§ STATED PROBLEM
Update the items starting at the line that contains "Where can the brown" and running through the end of the items, replacing "marker" with "point" and leaving everything else unchanged. Give only those lines.

****

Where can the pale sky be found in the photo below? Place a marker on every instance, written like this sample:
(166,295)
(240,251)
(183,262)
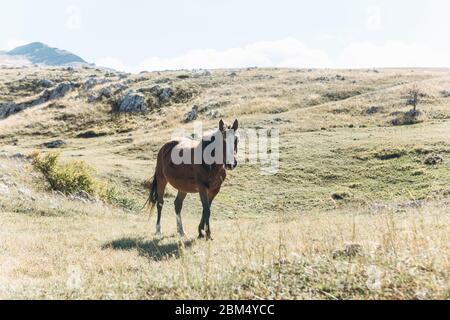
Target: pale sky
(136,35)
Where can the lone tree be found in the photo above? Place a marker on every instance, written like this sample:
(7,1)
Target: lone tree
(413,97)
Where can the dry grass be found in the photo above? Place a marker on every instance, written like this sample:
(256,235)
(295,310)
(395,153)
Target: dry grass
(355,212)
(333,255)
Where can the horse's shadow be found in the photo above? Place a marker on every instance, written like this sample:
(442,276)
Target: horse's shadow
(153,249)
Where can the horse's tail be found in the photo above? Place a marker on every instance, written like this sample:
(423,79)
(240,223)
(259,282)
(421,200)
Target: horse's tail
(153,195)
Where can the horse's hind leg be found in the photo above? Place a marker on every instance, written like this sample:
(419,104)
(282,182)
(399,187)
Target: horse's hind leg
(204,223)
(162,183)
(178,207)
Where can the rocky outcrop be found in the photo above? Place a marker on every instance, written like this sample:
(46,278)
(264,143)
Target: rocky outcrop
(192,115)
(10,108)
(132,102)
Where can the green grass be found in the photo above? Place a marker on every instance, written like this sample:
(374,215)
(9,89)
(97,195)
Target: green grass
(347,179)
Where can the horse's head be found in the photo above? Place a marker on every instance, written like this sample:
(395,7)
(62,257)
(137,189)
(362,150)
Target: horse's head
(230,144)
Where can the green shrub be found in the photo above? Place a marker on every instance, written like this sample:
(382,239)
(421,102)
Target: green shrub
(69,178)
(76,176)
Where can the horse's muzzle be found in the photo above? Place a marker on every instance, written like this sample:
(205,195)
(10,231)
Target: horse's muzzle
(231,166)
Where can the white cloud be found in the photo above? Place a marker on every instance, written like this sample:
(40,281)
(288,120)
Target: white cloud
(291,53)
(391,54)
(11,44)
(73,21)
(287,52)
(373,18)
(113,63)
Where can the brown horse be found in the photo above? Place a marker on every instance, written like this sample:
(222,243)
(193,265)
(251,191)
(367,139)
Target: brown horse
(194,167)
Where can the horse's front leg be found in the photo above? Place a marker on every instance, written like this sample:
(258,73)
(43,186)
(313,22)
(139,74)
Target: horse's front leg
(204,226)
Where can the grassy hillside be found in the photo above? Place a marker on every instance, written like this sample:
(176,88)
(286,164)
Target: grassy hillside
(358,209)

****

§ COMPLETED EXERCISE
Where can the brown horse be found in the photo above? Place a point on every instance, written like this sample:
(222,243)
(193,265)
(251,191)
(367,139)
Target: brown horse
(194,167)
Where can the horse's front leg be found in the photo above? Place a point on every instance, written like this sample:
(258,73)
(43,186)
(313,22)
(139,74)
Target: horse's front leg
(204,226)
Where can the grassy hillside be found in the photo above? Place a point on every instance, written like this sample:
(176,88)
(286,164)
Target: grassy hillside
(358,209)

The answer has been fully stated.